# Exercise description:
Search the records for lines that contain the word "patch". Copy them all.

# Records provided:
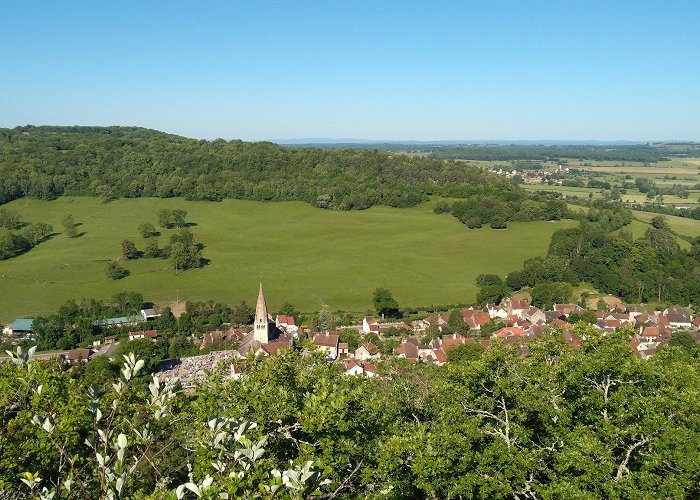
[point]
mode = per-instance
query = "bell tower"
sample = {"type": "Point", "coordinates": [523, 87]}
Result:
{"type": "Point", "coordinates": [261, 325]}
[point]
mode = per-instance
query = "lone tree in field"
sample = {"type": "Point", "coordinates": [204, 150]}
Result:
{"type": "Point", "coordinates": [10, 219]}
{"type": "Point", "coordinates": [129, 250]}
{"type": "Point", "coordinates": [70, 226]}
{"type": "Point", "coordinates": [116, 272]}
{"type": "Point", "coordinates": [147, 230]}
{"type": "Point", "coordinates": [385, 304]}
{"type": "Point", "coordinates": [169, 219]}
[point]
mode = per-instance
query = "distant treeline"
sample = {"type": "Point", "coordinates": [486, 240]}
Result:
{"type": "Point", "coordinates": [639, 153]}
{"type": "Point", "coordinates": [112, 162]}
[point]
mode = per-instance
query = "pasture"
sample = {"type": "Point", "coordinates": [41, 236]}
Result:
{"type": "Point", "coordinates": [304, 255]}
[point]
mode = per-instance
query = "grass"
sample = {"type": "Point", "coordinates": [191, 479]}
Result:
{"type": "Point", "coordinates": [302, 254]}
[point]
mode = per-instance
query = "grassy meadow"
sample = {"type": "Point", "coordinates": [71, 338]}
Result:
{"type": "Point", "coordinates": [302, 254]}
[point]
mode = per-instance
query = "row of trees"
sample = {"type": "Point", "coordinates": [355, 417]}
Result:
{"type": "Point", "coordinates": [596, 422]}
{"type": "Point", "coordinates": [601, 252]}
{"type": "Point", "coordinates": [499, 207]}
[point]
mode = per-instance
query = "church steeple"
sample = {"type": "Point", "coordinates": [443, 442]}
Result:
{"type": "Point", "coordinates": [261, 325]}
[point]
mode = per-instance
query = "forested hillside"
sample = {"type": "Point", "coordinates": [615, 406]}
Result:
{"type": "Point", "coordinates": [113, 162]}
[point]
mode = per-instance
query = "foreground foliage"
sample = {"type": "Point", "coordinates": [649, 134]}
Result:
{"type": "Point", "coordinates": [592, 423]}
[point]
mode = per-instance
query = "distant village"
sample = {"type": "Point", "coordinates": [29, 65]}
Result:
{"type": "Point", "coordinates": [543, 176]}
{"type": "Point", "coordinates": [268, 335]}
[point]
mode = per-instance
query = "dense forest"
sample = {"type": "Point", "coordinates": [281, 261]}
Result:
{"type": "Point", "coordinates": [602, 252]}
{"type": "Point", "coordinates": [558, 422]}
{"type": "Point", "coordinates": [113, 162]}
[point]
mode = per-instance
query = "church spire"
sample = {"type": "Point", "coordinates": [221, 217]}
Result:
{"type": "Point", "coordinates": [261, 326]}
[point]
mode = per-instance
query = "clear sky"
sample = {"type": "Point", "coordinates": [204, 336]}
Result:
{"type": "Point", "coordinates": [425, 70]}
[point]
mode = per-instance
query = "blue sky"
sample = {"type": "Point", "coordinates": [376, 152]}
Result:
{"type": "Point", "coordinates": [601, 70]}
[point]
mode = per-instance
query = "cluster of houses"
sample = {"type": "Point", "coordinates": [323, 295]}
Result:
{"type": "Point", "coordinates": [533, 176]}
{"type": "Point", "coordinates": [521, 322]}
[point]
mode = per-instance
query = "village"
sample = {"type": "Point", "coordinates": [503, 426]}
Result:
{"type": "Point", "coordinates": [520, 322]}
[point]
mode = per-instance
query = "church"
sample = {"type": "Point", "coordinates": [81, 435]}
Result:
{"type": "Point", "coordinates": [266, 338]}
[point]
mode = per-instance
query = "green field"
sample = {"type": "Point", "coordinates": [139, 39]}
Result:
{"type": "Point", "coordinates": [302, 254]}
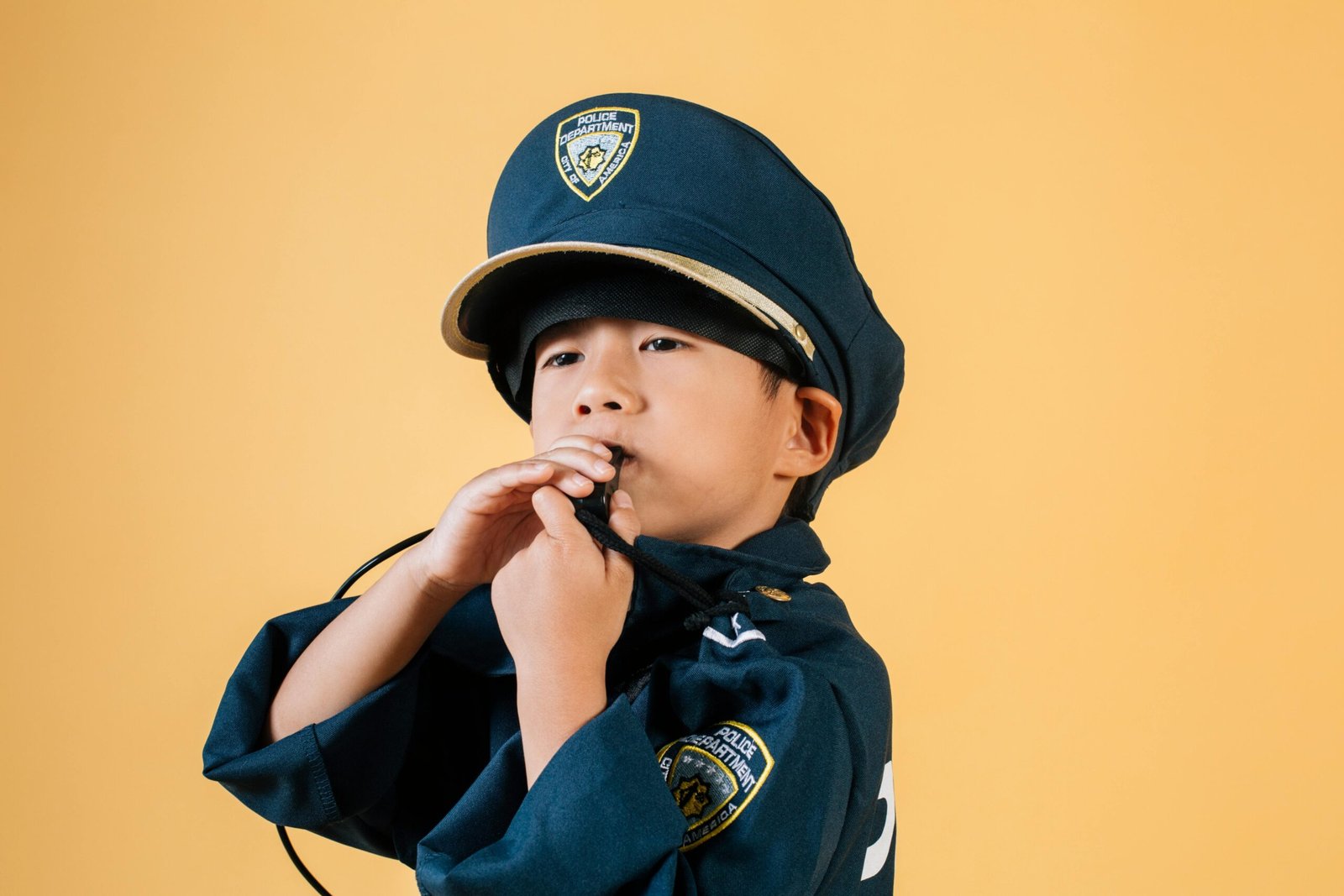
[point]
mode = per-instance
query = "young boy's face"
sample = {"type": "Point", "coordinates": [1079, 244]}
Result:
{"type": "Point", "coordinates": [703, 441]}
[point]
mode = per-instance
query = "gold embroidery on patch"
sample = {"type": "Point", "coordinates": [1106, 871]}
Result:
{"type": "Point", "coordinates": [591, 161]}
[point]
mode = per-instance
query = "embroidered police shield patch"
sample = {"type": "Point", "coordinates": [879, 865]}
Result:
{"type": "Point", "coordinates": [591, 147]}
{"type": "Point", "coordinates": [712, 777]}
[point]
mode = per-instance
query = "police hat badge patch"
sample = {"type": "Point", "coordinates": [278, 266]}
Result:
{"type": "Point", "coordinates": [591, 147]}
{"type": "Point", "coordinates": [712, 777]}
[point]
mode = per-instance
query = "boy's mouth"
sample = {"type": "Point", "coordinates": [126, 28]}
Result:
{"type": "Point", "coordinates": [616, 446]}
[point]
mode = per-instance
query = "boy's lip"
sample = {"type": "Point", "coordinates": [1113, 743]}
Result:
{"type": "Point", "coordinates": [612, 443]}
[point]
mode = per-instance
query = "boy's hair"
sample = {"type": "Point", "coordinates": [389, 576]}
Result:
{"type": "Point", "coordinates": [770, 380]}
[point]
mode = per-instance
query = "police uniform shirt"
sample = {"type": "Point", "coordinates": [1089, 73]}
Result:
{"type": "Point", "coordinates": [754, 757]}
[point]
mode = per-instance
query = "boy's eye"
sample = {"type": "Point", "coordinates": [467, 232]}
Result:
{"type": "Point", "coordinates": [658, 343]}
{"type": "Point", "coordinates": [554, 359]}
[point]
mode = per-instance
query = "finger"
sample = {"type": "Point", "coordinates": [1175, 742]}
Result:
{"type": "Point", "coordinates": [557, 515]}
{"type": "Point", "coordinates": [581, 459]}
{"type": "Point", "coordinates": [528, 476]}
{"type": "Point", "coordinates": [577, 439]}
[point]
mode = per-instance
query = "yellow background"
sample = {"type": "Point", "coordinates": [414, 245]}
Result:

# Solution:
query = "gold embroidery on patch"
query = "embroidered police shield patch"
query = "police hat badge patch"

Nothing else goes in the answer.